REPUBLIKA.CO.ID, BANDUNG -- Dana program pemulihan ekonomi nasional (PEN) belum banyak diketahui oleh masyarakat, khususnya pelaku UMKM. Untuk itu, sejumlah pakar menyarankan pemerintah untuk gencar menyosialisasikan dana program PEN yang ditempatkan di beberapa bank.
Seperti diketahui, dana program PEN tersebut berupa penyaluran kredit bukan hibah. Ekonom dari Universitas Padjadjaran (Unpad) Kurniawan Saefullah mengatakan, saat ini masyarakat terutama UMKM masih bingung dengan program tersebut. Sebagian UMKM masih menganggap program tersebut merupakan hibah. Padahal, papar dia, dana PEN disalurkan berbentuk penyaluran kredit.
"Jika bentuknya penyaluran kredit bagus, apalagi bank punya sumber dana murah untuk ekspansi, bisa mendorong ekonomi pada akhirnya," ujarnya, Rabu (9/9). Oleh karena itu, pemerintah perlu secara intensif mengumpulkan stakeholder terkait, terutama di daerah bersama bank pembangunan daerah (BPD) untuk melakukan sosialisasi.
Menurut dia, edukasi kepada masyarakat akan menopang optimalisasi penyaluran kredit. Sebab, dana yang dikucurkan oleh pemerintah ke sejumlah bank cukup besar. Dia menyontohkan, edukasi tidak sekadar sosialisasi, namun juga menyeluruh berupa juklak dan juknisnya.

- - -

◆ YANG DIKERJAKAN
Salin ulang seluruh berita tentang dana program PEN di atas tanpa mengubah apa pun.

Entri data tersimpan
- - -

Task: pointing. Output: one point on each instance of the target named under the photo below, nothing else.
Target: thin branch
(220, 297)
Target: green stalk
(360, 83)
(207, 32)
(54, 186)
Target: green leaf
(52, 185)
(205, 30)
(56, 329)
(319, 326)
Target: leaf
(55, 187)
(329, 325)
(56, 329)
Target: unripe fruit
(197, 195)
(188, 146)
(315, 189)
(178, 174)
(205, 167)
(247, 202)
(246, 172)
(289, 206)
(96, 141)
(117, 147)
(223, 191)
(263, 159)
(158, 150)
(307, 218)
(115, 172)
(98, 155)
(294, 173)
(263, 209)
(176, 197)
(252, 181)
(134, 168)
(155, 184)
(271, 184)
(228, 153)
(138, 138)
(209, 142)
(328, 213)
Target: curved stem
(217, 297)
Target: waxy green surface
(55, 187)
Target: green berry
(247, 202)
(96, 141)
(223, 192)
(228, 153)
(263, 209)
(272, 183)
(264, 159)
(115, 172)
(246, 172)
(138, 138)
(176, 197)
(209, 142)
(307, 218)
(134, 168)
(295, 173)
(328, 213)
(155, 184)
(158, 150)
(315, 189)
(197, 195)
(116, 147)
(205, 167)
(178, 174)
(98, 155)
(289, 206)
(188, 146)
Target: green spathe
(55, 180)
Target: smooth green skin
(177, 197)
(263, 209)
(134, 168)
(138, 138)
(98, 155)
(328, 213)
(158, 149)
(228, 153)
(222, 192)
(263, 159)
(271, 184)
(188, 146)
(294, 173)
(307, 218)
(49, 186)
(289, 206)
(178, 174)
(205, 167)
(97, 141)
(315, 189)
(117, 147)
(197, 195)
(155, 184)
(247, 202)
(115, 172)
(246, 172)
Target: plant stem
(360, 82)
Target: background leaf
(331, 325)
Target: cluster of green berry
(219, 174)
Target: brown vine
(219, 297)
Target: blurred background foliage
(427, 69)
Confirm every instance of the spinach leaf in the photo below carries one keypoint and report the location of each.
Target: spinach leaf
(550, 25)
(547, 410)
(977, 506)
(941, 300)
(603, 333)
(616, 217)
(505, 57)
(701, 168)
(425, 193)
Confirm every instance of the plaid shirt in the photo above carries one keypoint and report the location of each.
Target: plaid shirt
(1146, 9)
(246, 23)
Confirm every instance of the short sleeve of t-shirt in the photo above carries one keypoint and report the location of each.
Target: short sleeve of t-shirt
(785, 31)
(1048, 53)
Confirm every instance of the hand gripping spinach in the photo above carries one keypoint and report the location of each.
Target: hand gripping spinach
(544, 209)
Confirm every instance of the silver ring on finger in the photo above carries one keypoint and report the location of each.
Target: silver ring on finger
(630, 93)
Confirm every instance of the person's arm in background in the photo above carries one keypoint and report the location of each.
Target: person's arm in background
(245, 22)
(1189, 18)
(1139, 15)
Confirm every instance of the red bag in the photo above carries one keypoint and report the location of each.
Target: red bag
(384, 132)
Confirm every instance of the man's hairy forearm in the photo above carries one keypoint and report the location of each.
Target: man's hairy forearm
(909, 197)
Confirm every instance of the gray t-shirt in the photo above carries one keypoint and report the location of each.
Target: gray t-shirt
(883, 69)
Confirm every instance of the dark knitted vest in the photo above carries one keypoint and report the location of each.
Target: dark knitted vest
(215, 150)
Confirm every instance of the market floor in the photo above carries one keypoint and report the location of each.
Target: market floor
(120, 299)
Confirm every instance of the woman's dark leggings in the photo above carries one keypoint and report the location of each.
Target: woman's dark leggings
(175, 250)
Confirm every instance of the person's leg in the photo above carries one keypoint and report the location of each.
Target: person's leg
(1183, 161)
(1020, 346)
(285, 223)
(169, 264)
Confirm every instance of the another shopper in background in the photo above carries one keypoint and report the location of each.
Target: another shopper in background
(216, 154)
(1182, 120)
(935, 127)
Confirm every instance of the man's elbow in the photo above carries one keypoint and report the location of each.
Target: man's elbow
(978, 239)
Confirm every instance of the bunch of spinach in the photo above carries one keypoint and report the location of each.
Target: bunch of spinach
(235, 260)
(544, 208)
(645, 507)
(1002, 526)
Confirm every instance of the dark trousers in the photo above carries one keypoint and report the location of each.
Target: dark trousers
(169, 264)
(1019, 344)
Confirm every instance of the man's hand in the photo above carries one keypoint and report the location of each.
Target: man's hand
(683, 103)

- - -

◆ HASIL LATIHAN
REPUBLIKA.CO.ID, BANDUNG -- Dana program pemulihan ekonomi nasional (PEN) belum banyak diketahui oleh masyarakat, khususnya pelaku UMKM. Untuk itu, sejumlah pakar menyarankan pemerintah untuk gencar menyosialisasikan dana program PEN yang ditempatkan di beberapa bank.
Seperti diketahui, dana program PEN tersebut berupa penyaluran kredit bukan hibah. Ekonom dari Universitas Padjadjaran (Unpad) Kurniawan Saefullah mengatakan, saat ini masyarakat terutama UMKM masih bingung dengan program tersebut. Sebagian UMKM masih menganggap program tersebut merupakan hibah. Padahal, papar dia, dana PEN disalurkan berbentuk penyaluran kredit.
"Jika bentuknya penyaluran kredit bagus, apalagi bank punya sumber dana murah untuk ekspansi, bisa mendorong ekonomi pada akhirnya," ujarnya, Rabu (9/9). Oleh karena itu, pemerintah perlu secara intensif mengumpulkan stakeholder terkait, terutama di daerah bersama bank pembangunan daerah (BPD) untuk melakukan sosialisasi.
Menurut dia, edukasi kepada masyarakat akan menopang optimalisasi penyaluran kredit. Sebab, dana yang dikucurkan oleh pemerintah ke sejumlah bank cukup besar. Dia menyontohkan, edukasi tidak sekadar sosialisasi, namun juga menyeluruh berupa juklak dan juknisnya.